**What you are asked to do**
Reproduce exactly the line that contains "Would you point out the woman's fingers" and all lines that follow it in the records below, ending with the last one.

Input material Block Start

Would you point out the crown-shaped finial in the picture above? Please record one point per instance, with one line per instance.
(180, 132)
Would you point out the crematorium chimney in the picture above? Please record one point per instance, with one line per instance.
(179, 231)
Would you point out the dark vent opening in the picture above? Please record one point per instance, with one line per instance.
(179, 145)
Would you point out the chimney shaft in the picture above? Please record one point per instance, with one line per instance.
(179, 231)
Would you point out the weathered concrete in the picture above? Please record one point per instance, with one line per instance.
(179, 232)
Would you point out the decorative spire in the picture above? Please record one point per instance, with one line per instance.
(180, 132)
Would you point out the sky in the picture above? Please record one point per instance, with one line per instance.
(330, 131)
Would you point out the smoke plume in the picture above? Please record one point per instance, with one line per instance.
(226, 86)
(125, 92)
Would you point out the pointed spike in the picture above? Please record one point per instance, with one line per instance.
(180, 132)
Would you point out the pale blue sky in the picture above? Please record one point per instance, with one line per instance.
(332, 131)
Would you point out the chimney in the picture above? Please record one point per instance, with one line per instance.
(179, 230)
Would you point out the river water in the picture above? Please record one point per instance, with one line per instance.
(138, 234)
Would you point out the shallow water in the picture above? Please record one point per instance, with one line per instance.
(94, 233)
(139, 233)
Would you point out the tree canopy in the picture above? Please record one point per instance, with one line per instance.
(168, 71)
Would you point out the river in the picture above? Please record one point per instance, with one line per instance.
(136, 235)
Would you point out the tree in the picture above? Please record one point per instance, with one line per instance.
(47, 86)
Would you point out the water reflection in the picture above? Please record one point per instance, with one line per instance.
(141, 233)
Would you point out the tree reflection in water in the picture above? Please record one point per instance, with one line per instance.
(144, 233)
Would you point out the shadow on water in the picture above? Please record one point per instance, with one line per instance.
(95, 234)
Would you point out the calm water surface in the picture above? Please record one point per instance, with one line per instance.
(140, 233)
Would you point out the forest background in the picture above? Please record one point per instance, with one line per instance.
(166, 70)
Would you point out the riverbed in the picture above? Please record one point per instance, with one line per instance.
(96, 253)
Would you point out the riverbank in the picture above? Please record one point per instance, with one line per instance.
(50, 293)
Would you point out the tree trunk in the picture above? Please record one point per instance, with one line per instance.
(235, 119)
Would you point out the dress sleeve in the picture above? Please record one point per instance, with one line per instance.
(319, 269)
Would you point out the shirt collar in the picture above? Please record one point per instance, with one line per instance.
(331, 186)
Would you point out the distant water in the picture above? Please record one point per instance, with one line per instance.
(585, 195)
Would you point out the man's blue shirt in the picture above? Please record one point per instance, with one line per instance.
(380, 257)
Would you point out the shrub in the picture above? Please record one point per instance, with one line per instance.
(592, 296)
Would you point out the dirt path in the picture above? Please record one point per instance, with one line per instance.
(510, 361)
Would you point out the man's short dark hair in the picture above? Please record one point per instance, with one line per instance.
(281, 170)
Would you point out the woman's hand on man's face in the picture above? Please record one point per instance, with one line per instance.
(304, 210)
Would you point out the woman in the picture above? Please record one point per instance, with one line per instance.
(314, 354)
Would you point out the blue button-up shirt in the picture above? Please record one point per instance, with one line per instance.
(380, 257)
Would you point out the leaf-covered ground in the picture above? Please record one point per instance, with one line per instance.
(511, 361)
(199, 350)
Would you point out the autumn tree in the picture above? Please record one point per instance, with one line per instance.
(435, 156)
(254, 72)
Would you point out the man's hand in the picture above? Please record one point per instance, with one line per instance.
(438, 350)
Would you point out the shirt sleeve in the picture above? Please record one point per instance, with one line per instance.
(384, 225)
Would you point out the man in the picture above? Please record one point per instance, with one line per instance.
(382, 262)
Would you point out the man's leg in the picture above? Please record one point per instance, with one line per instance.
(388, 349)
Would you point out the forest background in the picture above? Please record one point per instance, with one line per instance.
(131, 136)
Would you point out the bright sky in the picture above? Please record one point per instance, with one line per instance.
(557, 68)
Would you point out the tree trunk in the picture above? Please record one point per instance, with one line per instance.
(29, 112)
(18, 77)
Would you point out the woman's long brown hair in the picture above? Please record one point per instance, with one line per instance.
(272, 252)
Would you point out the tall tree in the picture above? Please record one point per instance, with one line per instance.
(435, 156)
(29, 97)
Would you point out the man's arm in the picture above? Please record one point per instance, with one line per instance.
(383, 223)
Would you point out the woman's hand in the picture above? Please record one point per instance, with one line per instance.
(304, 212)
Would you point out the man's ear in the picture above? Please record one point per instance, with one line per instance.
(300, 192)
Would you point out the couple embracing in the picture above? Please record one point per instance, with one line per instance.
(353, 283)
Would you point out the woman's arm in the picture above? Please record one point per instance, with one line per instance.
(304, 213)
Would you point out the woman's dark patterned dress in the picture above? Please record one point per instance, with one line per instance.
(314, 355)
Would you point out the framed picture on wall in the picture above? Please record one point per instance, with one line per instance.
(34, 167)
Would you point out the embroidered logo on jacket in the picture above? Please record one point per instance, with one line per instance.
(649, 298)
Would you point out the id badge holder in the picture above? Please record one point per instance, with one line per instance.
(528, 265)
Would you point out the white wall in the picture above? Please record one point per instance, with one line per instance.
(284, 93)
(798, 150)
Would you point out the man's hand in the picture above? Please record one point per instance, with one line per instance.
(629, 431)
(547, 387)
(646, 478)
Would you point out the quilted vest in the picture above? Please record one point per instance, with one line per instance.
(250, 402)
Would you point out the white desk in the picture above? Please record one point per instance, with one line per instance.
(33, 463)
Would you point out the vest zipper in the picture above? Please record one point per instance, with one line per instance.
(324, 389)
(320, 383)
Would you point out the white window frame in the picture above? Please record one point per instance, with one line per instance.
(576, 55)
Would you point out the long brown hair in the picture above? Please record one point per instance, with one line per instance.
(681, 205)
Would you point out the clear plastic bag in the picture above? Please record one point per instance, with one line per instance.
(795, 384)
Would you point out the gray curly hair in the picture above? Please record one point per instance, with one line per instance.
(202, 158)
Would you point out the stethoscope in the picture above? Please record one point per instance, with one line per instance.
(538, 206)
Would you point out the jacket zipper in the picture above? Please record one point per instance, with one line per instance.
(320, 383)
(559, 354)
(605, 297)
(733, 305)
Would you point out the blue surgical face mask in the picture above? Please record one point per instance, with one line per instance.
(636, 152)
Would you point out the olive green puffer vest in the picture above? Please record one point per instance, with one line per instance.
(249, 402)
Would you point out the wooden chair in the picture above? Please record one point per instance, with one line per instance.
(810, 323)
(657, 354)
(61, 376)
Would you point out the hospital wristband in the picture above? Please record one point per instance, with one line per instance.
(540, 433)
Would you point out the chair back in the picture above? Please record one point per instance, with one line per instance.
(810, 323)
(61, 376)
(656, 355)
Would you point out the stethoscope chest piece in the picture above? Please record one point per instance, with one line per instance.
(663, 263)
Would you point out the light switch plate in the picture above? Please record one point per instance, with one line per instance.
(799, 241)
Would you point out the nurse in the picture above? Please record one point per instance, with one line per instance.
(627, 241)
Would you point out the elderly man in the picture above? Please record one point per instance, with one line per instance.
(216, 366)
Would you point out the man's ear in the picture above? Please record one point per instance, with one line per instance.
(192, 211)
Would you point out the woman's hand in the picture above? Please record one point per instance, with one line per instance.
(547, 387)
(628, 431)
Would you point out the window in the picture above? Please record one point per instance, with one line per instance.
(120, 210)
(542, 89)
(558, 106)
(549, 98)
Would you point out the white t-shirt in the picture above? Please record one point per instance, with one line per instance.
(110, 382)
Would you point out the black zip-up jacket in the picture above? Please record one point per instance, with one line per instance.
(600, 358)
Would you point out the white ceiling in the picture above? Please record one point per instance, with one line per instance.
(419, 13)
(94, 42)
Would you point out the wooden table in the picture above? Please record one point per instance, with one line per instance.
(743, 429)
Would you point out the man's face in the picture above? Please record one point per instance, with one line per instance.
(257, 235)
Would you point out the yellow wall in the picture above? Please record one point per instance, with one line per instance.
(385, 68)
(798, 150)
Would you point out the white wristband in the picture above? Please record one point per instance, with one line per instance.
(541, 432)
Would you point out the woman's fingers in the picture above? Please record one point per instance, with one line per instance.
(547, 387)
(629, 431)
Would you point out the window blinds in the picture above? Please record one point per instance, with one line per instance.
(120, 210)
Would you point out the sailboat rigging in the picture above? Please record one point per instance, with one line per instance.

Input material Block End

**Task response**
Would you point out the woman's fingers in the picture above? Please record one point per instance, with one line per instance.
(547, 387)
(629, 431)
Would you point out the window blinds in the picture above? Please record one point per instance, with one line per instance.
(120, 210)
Would you point out the sailboat rigging in the picture above? Please record one point per instance, with one line per instance.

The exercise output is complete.